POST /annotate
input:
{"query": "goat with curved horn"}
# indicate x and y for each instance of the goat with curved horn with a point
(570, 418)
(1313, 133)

------------------------------------------------------------

# What is needed
Go through the data above and copy all of it exactly.

# Output for this task
POST /annotate
input:
{"query": "goat with curved horn"}
# indicate x and y for each instance of the goat with curved horn with a point
(570, 418)
(1313, 133)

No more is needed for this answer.